Recorded data:
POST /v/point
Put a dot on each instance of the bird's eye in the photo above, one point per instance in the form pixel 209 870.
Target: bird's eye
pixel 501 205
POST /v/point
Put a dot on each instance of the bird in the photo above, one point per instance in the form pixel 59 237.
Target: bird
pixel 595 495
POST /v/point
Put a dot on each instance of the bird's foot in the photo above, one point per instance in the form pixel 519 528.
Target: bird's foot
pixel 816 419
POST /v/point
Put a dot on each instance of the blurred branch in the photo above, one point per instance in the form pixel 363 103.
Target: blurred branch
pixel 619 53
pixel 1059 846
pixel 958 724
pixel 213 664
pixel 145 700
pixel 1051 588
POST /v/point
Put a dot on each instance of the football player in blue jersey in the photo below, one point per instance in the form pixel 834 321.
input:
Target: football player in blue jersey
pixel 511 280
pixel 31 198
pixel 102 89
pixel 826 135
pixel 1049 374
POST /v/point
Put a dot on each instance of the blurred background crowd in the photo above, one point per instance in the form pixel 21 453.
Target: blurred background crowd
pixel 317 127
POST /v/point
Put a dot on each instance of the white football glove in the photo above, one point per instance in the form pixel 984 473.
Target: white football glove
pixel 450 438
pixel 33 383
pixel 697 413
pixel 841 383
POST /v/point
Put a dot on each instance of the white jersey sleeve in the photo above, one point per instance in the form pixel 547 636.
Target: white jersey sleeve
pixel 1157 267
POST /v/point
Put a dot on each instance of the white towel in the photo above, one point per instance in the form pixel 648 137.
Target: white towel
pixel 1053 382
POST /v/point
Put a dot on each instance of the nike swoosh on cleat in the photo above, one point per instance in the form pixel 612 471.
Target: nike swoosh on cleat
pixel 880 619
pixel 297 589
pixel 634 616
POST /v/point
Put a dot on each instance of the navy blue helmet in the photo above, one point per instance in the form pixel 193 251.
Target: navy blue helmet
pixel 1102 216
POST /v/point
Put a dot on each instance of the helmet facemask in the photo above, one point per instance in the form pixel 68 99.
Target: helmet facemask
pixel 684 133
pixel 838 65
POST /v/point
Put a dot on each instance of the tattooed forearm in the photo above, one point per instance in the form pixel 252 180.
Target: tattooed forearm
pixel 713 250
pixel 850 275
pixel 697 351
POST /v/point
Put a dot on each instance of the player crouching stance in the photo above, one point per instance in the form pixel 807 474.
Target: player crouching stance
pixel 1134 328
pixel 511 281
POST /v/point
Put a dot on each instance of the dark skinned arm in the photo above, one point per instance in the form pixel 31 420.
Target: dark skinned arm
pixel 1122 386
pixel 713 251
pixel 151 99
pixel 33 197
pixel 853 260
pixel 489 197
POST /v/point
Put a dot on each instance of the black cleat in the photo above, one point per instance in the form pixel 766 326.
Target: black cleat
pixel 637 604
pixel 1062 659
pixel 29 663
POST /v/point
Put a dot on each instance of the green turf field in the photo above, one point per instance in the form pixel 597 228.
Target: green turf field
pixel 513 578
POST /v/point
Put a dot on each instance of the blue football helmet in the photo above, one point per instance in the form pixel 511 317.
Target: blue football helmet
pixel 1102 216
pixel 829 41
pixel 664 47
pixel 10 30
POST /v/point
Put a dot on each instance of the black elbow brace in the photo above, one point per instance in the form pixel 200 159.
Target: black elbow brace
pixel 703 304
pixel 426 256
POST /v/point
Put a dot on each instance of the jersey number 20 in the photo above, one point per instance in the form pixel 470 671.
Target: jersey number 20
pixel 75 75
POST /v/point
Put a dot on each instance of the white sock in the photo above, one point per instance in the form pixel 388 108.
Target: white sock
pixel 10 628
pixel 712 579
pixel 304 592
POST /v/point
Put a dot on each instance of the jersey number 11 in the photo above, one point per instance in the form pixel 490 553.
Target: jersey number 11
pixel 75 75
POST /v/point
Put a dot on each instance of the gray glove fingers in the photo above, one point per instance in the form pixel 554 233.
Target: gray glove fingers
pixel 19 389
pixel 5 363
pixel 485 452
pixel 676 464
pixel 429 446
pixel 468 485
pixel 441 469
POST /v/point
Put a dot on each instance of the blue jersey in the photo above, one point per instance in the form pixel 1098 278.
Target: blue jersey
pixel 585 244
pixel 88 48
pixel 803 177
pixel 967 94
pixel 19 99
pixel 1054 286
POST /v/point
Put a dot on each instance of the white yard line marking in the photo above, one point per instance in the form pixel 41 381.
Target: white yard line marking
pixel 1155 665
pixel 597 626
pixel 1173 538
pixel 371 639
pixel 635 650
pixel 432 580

◆ What to do ◆
Reproduce the rows above in full, substituting "occurrence" for every "instance" and keeping all other text as it is.

◆ Output for this exercise ◆
POST /v/point
Put a dot on each occurrence of the bird's eye in the photo above, one point per occurrence in the form pixel 209 870.
Target: bird's eye
pixel 501 205
POST /v/point
Put a dot on each occurrence of the bird in the photo above, one point per occurrence in the form pixel 59 237.
Target: bird
pixel 595 495
POST /v/point
Put a dot on each occurrence of the bird's foot in the photo above, one point per occurrence in the form pixel 519 528.
Target: bird's foot
pixel 816 419
POST /v/point
Put a dot on each occurrence of the blurred branch in the photo above, one point per occurrence in the form pixel 363 103.
Target: blurred branch
pixel 619 53
pixel 1059 846
pixel 958 724
pixel 213 664
pixel 145 700
pixel 1051 588
POST /v/point
Put a dot on each occurrence of the football player in blue jersey in the photo below, one point per occurrence in the form pixel 834 321.
input:
Target: football player in blue jersey
pixel 511 280
pixel 31 198
pixel 102 89
pixel 826 135
pixel 1049 374
POST /v/point
Put a dot on each occurrence of the blurred background crowd in the photo above, one point per occurrence in the form pixel 21 453.
Target: blurred background crowd
pixel 317 127
POST /v/point
Put a dot on each occurrence of the white football glove in the photo above, one point per occurrence in the form pixel 984 473.
Target: white football glove
pixel 450 438
pixel 33 383
pixel 697 413
pixel 841 383
POST /v/point
Put a dot on each occurrence of the white jersey sleeve in the photo above, one point per occurrence in the form pixel 547 636.
Target: white jersey sleeve
pixel 1157 267
POST /v/point
Put a dot on each occurrence of the white towel in the photo above, one point per occurrence in the form pixel 648 137.
Target: white towel
pixel 1053 382
POST /v/point
Put a dot on each occurrence of the nike swoosh on cleat in the photo above, one point per occurrence in the form pixel 612 471.
Target: nike swoosh on cleat
pixel 880 619
pixel 297 589
pixel 634 616
POST /v/point
Put a dot on each occurrence of the navy blue helmet in the photo above, one point per occurrence in the form pixel 193 251.
Target: navy blue helmet
pixel 1102 216
POST /v/point
Put a dot on each occurrence of the helmet facemask in the photo above, one point per occurrence in the form pixel 68 99.
Target: helmet facemask
pixel 684 133
pixel 838 65
POST /v/point
Put a dot on each occurrence of the tattooed forearm in the photo above, one point per occurrence in the form pixel 252 180.
Target: tattooed forearm
pixel 713 250
pixel 850 275
pixel 697 351
POST /v/point
Put a dot on each occurrence of the player crouching stance in the photo above, one point per occurrence in the form pixel 807 474.
Target: player crouching stance
pixel 1134 328
pixel 511 281
POST /v/point
Put a dot on each occurrence of the dark skinned arm in the photo above, one point per occurrence in the form pixel 31 420.
Target: dark skinned arm
pixel 1122 386
pixel 713 251
pixel 151 99
pixel 33 197
pixel 853 260
pixel 489 197
POST /v/point
Put a dot on each occurrence of the black cleat in the photo above, one point per occurrence in the form pixel 766 326.
Target: black cleat
pixel 637 604
pixel 1062 659
pixel 29 663
POST /v/point
Put a dot on each occurrence of the green turf field in the photo above, one point per occurrence in the form pixel 597 228.
Target: green turf field
pixel 513 578
POST /v/point
Put a dot on each occurrence of the blue football helmet in the photo above, one point per occurrence in the form pixel 511 317.
Target: blue football helmet
pixel 1102 216
pixel 829 41
pixel 664 47
pixel 10 30
POST /v/point
Put a dot on each occurrence of the black elbow brace in the photo above, one point per occurrence in the form pixel 200 159.
Target: black elbow brace
pixel 703 304
pixel 426 256
POST /v/point
Put a dot on each occurrence of the jersey number 20 in the photo above, one point per occurrence in the form pixel 470 671.
Target: jersey number 20
pixel 75 75
POST /v/point
Put a dot on each occurrence of the white sock in the photo above, one point per occurrence in the form pixel 388 108.
Target: white sock
pixel 10 628
pixel 712 579
pixel 304 592
POST /v/point
Put a dot on each occurrence of the jersey number 11 in the photo above, one point per occurrence in the form pixel 490 553.
Target: jersey number 11
pixel 75 75
POST /v/point
Put a dot on each occurrence of the gray glove fingers in the photo above, one point per occurrence in the form pixel 554 233.
Target: gray glove fingers
pixel 19 389
pixel 5 363
pixel 485 452
pixel 676 464
pixel 429 446
pixel 468 485
pixel 441 469
POST /v/point
Put a dot on each occurrence of the blue jersey in the photo above, one point per occurrence in the form pixel 1098 278.
Target: blue jersey
pixel 585 244
pixel 88 48
pixel 803 177
pixel 967 94
pixel 19 99
pixel 1054 286
POST /v/point
Put a dot on each occurrence of the white yard line marking in the photo above, one point per occurrence in the form pixel 41 381.
Target: white yard line marking
pixel 1155 665
pixel 597 626
pixel 1173 538
pixel 371 639
pixel 635 650
pixel 432 580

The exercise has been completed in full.